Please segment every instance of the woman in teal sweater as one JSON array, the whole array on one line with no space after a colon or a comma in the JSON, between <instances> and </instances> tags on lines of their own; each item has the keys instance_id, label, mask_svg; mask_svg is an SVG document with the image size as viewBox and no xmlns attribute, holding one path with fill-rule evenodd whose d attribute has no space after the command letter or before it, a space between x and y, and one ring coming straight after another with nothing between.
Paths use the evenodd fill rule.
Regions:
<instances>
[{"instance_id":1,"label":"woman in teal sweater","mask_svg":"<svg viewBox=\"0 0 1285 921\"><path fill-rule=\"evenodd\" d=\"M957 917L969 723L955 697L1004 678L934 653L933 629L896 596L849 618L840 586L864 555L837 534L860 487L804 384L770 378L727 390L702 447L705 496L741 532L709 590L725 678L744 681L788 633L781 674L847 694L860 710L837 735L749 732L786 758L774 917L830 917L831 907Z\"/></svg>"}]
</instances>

WHAT IS BEING ASKED:
Rewrite the lines above with "Regions" changed to "Outlines" and nothing else altered.

SOLUTION FOR THIS TASK:
Please segment every instance of the woman in teal sweater as one JSON array, the whole array on one line with no space after a colon or a comma in the JSON, between <instances> and </instances> tags on lines of their own; each item has the keys instance_id, label, mask_svg; mask_svg is an SVG document with the image size as viewBox and no xmlns attribute, holding one path with fill-rule evenodd whose d attribute has no space after the command letter or before it, a space between x and y, and one ring coming straight after another with nothing between.
Paths use the evenodd fill rule.
Outlines:
<instances>
[{"instance_id":1,"label":"woman in teal sweater","mask_svg":"<svg viewBox=\"0 0 1285 921\"><path fill-rule=\"evenodd\" d=\"M957 917L969 723L955 697L1004 678L934 653L933 629L896 596L849 618L840 586L864 555L837 534L860 487L804 384L770 378L727 390L702 447L705 496L741 532L709 590L725 678L744 681L788 633L781 674L847 694L860 710L837 735L749 732L786 758L774 917L830 917L831 907Z\"/></svg>"}]
</instances>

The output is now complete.